### Provided data

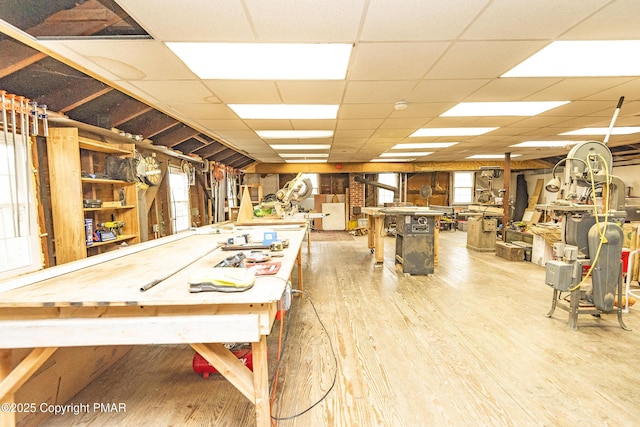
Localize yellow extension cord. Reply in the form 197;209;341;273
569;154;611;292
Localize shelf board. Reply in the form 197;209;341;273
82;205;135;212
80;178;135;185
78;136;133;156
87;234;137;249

---

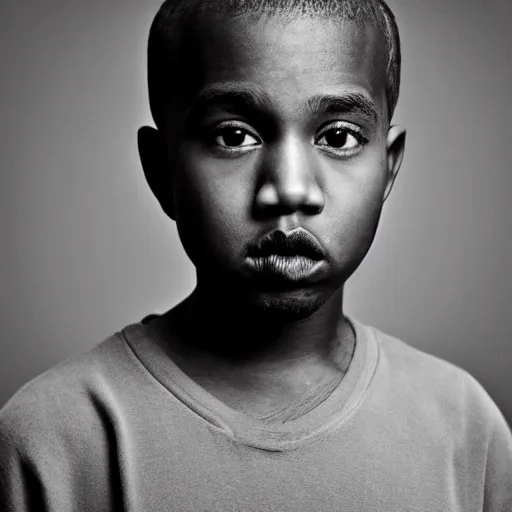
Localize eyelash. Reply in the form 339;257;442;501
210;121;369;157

### Exercise brief
Reproduce the lines of the records running from the line containing "Localize shelf board." through the line containing "87;234;137;249", character for character.

### Answer for the task
Localize shelf board. Reply in the form 197;209;341;273
82;205;135;212
80;178;135;185
78;136;133;156
87;234;137;249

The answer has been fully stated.